Records from a data source:
[START]
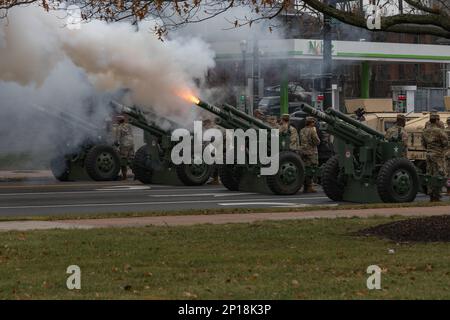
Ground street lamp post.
[240,40,248,113]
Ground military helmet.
[430,111,441,121]
[253,109,265,116]
[305,117,316,124]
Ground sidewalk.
[0,170,55,182]
[0,206,450,231]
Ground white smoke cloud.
[0,6,214,168]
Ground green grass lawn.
[0,218,450,299]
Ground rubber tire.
[84,145,120,181]
[176,164,213,186]
[132,145,153,184]
[50,156,70,182]
[377,158,419,203]
[321,156,345,201]
[219,165,241,191]
[267,151,305,196]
[END]
Rename every "rubber tire" in the records above to "vehicle wheel" and write out all the records again with nothing else changed. Leave out the pictures.

Ground street lamp post.
[240,40,248,113]
Ground military helmet.
[430,111,441,121]
[253,109,265,116]
[305,117,316,124]
Ground sidewalk.
[0,170,55,182]
[0,206,450,231]
Ground white smoke cloud.
[0,6,214,168]
Ground green grass lawn.
[0,218,450,299]
Ground vehicle wheel.
[84,145,120,181]
[176,164,213,186]
[132,145,153,184]
[50,156,70,182]
[377,158,419,203]
[321,156,345,201]
[219,165,241,191]
[267,151,305,196]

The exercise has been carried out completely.